Supplied passage –

============

Geographical studies have recorded Indonesia to be the largest archipelago in the world. Among its counted 17,508 islands is the island of Batam which is in close proximity to Singapore. Because of its location, it’s now an emerging transport hub and part of the free trade zone in the Indonesia-Malaysia-Singapore Growth Triangle. Aside from being a transport hub, Batam is also known as a favorite tourist destination for visitors from neighbors Singapore and Malaysia, and also from other parts of the world, for its first-class golf courses, water adventure parks, relaxing beach resort with tons of activities like the much-anticipated massage and spas. With this scenario, the used-to-be rural setting started to bloom, get urbanized and the population became denser. It was this setting that prompted the innovation of the expandable house.
To help mitigate the arising social problem, the project team Urban-Rural Systems, together with Future Cities Laboratory and Singapore-ETH Centre, has developed the expandable house or the ‘rumah tambah’ as called in Bahasa Indonesia. The idea for the house ‘Rubah’, for short, was to be a dynamic and flexible house that will grow simultaneously with the arising need of the society. Starting with an area of 36 sqm, with an open layout housing the basic spaces such as kitchen, dining, and living that’s convertible to sleeping space as well, the house can expand scale up to its maximum limit of three floors with an area of 108 sqm. The additional floors above can now be used for more private spaces such as bedrooms and family areas, allowing the spaces on the ground floor for business opportunities such as community shops, coffee houses, and the like. The house does not only offer a dwelling place but also it becomes an income-generating unit that will help its residents to cater to their needs and manage their resources.

============

Information supplied –
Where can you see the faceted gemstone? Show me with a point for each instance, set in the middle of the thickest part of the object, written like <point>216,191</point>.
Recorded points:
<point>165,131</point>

============

To-do list –
A – In the passage about Batam's expandable house, what is the largest floor area the house can reach?
B – Go on with the passage about Batam's expandable house, starting after its final sentence.

Exercise results –
A – 108 sqm, across a maximum of three floors.

B –
A simple modular kitchen is also installed for basic living and is also expandable for future business opportunities.
The incorporation of small openings on every material allows for natural light and ventilation to flow without compromising privacy and shelter for rainy days.
Aside from being expandable, the façade is also customizable. From a regular house, the operable large window panels can allow spaces for commercial activities like a retail shop, coffee house or food stall.
In 2015, the city of Batam was tagged as the fastest growing city in the world. According to the designers, as headed by the project architect, Stephen Cairns, the impact of rapid urbanization is directly felt on areas where land is cheap, such as Batam thus creating new jobs, inviting rural migrants to come to the city without the infrastructure being ready for the influx. “The expandable house tries to respond to the dynamic situation by allowing dwelling to be flexibly configured around fluctuating patterns of resource consumption and expenditure, or metabolism, of its residents,” Cairns adds.
Six principles encapsulate the design of the Rubah house. The first is seeding. It acts as a seed that intends to further the growth of tropical towns. Next is the boost of domestic density that supports the benefits of co-location of dwellings and employment. The third one, is the sandwich section wherein the adjustable roof and the fixed foundation acts as the bread and the three floors inside it resemble the filling.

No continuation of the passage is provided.